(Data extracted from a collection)
::::
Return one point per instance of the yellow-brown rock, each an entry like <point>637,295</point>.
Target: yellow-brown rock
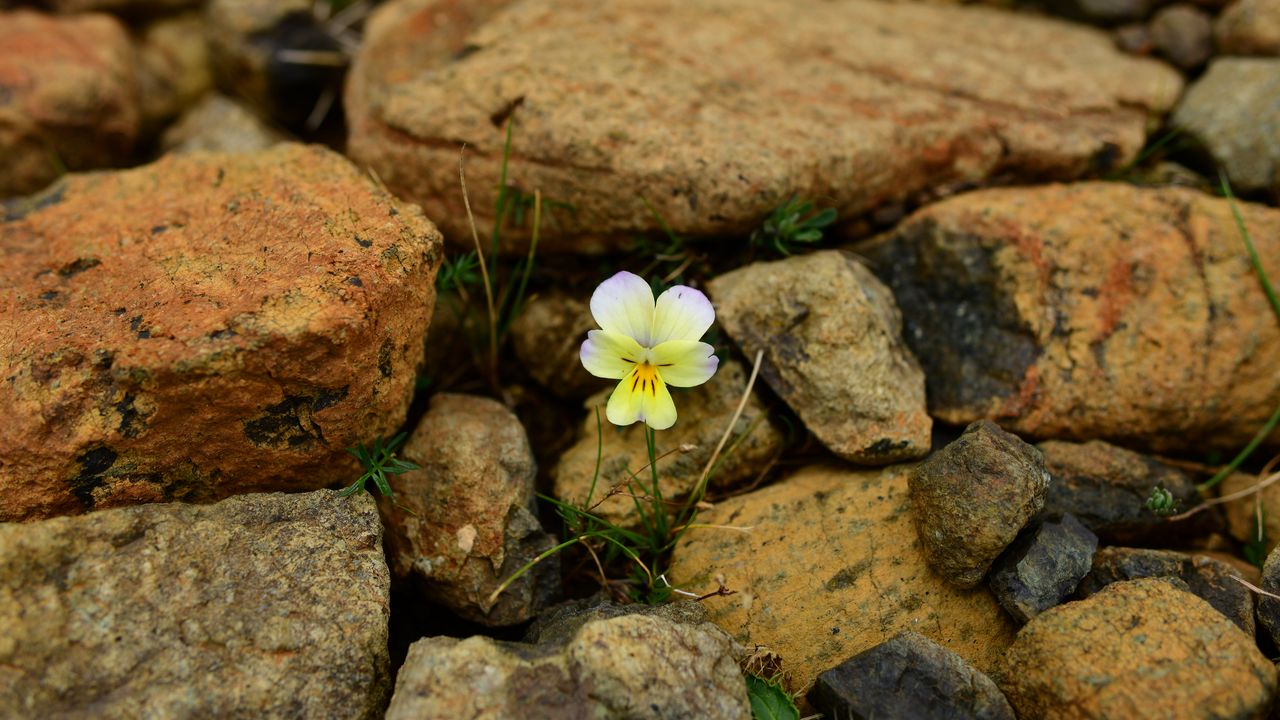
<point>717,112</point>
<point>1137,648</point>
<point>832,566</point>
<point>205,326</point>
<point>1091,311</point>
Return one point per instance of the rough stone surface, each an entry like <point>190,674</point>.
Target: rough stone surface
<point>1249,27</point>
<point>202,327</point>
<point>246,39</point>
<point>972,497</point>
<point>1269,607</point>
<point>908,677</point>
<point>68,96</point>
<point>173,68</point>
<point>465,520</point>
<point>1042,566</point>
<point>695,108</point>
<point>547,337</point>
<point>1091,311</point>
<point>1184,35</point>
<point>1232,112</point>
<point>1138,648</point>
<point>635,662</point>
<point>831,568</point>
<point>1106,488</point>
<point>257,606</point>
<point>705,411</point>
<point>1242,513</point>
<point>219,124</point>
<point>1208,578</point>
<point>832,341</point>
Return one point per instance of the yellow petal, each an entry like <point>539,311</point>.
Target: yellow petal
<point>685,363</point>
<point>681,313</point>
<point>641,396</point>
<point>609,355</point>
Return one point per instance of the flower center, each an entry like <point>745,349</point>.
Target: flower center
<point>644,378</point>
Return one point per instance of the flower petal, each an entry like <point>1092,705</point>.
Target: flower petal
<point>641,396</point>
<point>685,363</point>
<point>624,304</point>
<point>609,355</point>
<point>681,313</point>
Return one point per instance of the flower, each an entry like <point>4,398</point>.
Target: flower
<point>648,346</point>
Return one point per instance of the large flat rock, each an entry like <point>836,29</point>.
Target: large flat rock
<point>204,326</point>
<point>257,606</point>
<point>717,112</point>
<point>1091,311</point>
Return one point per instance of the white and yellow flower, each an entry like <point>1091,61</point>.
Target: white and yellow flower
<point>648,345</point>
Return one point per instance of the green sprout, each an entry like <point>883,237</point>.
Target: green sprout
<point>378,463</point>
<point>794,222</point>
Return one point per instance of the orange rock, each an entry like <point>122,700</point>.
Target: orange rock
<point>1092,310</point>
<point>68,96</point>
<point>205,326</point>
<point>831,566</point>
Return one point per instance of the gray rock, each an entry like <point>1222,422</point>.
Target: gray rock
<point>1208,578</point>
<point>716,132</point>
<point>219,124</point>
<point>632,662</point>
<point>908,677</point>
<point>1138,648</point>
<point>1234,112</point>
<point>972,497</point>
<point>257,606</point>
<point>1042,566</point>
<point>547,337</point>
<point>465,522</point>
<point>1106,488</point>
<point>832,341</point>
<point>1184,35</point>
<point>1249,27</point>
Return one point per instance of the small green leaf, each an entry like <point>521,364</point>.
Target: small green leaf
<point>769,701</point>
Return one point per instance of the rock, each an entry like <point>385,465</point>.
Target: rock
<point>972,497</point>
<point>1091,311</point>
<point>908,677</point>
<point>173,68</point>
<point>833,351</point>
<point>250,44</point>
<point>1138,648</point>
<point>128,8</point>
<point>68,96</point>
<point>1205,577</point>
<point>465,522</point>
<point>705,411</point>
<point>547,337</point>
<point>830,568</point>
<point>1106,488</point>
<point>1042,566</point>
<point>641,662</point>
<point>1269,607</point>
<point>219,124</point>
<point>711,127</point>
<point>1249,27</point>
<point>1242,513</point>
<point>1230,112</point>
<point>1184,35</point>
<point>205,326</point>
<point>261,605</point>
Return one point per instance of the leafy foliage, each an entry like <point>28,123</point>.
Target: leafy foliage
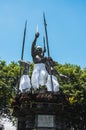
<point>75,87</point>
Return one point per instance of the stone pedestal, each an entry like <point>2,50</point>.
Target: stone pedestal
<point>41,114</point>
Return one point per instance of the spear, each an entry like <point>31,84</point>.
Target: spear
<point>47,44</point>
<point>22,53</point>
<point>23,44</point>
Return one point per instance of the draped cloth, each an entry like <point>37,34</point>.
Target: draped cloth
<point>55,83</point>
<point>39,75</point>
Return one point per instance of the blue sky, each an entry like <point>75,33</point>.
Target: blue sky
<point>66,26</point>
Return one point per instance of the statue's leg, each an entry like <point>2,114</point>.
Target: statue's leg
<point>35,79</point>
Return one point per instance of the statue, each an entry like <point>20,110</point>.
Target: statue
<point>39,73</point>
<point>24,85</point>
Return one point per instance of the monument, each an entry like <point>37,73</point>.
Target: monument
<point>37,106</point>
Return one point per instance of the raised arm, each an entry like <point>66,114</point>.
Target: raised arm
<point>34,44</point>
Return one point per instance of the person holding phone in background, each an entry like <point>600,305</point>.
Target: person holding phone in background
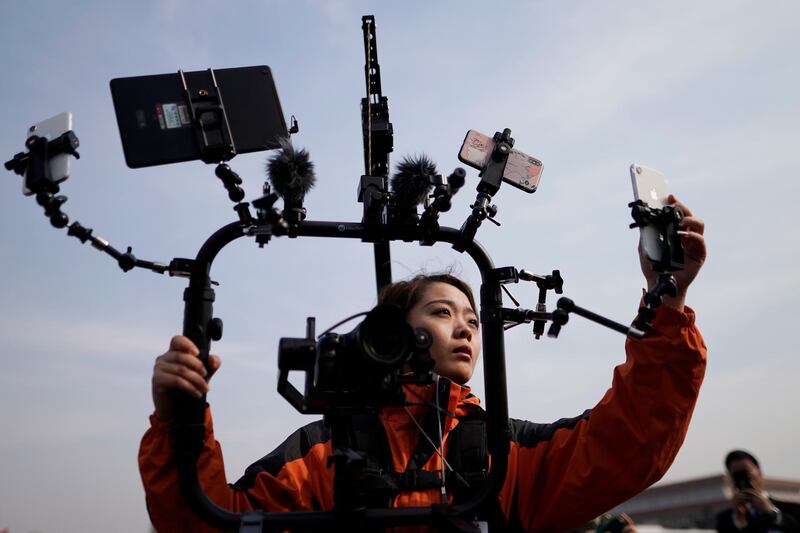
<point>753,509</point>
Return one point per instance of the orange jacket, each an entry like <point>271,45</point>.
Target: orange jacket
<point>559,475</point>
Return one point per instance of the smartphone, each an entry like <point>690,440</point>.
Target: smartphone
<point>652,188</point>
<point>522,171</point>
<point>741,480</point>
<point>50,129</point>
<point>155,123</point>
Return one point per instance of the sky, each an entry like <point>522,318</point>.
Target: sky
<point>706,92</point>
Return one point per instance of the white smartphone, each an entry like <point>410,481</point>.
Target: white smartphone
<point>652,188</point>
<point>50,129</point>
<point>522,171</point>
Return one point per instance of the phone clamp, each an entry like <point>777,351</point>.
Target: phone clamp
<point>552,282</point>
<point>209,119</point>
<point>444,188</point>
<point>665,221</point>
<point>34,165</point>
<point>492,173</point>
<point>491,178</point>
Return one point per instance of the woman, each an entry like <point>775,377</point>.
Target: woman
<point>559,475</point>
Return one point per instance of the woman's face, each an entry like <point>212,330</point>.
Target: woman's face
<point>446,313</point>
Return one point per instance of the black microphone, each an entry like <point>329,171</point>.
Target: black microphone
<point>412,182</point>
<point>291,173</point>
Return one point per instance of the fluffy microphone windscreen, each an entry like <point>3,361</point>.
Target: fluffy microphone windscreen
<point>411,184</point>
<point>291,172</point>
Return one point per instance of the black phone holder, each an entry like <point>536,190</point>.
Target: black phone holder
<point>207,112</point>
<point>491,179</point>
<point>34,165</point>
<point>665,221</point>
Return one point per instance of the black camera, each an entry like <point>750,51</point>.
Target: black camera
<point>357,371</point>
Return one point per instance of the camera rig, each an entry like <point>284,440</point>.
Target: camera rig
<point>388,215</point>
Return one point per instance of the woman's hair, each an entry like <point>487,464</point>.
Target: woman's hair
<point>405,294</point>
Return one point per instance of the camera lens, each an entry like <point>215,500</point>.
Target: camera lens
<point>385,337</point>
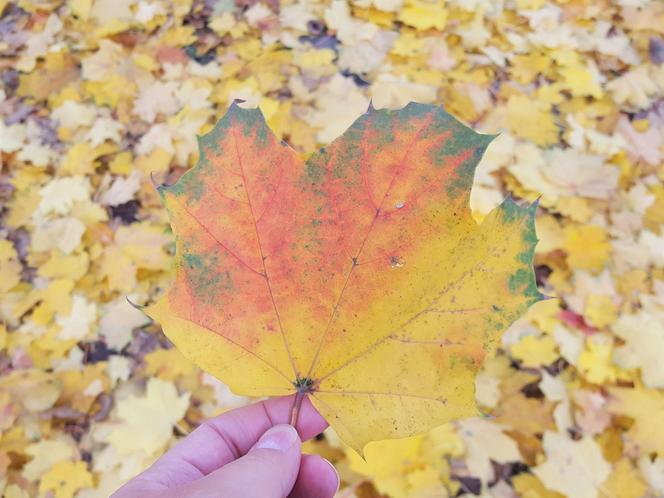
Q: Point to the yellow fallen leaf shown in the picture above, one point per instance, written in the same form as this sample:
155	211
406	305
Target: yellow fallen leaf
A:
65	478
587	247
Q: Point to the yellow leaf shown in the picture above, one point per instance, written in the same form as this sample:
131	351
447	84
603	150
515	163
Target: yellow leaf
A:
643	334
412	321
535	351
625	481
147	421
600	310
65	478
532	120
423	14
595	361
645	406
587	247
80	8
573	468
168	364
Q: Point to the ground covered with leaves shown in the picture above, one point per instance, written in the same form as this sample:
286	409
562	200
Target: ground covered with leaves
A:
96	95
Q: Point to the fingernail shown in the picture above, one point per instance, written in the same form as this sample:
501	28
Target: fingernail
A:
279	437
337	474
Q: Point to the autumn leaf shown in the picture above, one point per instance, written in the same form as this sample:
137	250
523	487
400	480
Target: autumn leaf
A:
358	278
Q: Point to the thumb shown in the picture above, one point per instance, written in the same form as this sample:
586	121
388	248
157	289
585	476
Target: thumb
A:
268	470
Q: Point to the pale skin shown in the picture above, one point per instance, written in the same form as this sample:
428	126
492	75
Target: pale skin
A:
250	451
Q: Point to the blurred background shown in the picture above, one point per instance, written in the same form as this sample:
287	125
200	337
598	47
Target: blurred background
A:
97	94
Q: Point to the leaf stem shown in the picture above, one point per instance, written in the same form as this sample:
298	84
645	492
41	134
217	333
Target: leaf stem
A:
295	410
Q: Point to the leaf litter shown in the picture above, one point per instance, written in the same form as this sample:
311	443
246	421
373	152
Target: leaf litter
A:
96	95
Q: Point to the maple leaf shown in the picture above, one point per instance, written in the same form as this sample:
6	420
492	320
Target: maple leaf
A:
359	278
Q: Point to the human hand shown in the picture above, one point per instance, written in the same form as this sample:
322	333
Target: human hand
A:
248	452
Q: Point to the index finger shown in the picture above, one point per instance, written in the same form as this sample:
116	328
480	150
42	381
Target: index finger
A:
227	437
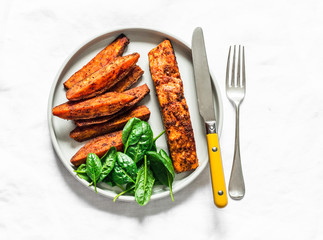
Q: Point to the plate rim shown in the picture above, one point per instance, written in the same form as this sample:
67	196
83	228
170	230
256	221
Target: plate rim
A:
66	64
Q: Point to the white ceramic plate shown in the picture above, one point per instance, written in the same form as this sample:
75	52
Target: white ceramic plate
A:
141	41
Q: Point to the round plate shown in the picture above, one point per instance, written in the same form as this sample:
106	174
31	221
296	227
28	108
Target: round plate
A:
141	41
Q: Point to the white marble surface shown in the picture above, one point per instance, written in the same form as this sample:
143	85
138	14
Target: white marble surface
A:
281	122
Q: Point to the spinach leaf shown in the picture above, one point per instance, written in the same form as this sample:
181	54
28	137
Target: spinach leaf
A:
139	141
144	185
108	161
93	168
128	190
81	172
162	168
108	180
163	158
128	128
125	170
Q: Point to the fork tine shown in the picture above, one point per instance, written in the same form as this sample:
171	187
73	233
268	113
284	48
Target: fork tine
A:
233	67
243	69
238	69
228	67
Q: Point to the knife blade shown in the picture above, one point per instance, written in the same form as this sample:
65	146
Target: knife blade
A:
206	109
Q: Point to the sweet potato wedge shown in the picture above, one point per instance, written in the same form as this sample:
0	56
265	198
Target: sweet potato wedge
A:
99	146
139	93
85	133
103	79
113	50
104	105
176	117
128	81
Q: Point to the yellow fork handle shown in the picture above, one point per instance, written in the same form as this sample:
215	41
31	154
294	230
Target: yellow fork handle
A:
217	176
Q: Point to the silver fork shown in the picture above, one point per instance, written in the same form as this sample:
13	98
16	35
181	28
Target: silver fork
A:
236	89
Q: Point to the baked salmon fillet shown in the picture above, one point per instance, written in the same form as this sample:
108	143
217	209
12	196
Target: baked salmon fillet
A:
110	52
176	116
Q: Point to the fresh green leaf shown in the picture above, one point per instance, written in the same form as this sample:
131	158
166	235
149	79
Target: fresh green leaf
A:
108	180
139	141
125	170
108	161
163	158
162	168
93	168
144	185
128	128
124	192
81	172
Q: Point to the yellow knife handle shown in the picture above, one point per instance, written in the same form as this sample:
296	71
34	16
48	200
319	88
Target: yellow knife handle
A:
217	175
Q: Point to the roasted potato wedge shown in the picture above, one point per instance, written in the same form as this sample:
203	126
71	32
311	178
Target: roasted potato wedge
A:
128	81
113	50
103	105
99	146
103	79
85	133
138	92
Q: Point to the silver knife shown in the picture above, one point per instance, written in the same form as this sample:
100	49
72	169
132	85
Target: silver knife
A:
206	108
::::
▶ **Exercise objective**:
Copy the lines of the records above without any change, starting with the line containing "Return one point per instance of the smartphone, each" and going on through the line containing "<point>405,294</point>", both included.

▶ **Result**:
Return one point per instance of the smartphone, each an entry like <point>690,440</point>.
Target: smartphone
<point>652,188</point>
<point>522,171</point>
<point>741,480</point>
<point>50,129</point>
<point>155,123</point>
Return one point per instance of the sky, each an entry like <point>522,318</point>.
Target: sky
<point>706,92</point>
Return one point per instance of the white smartphone, each an entry like <point>410,481</point>.
Target: white smartphone
<point>652,188</point>
<point>50,129</point>
<point>522,171</point>
Return one point per instance of the phone clamp, each an entry like <point>777,351</point>.
Target: phone clamp
<point>552,282</point>
<point>209,119</point>
<point>444,188</point>
<point>665,221</point>
<point>34,165</point>
<point>492,173</point>
<point>491,178</point>
Return one point per instance of the woman, each an entry like <point>775,377</point>.
Target: woman
<point>559,475</point>
Return one point per instance of the woman's face, each an entry like <point>212,330</point>.
Target: woman's face
<point>446,313</point>
Return one point per instance of the black microphone, each an entry like <point>329,171</point>.
Target: black microphone
<point>412,182</point>
<point>291,173</point>
Return one point per instance of the fluffy microphone windscreen, each an entry like <point>3,361</point>.
Target: fluffy microphone windscreen
<point>411,184</point>
<point>291,172</point>
Return one point per instance of the black phone holder, each an entry like <point>536,190</point>.
Target: black phone holder
<point>207,112</point>
<point>491,179</point>
<point>34,165</point>
<point>665,221</point>
Return one point per instance of the black camera, each an entry like <point>750,51</point>.
Target: black camera
<point>357,371</point>
Return one point per instance of the camera rig, each an entry like <point>284,440</point>.
Target: camera rig
<point>388,215</point>
Return one point per instance of the woman's hair, each an entry like <point>487,464</point>.
Target: woman's hair
<point>405,294</point>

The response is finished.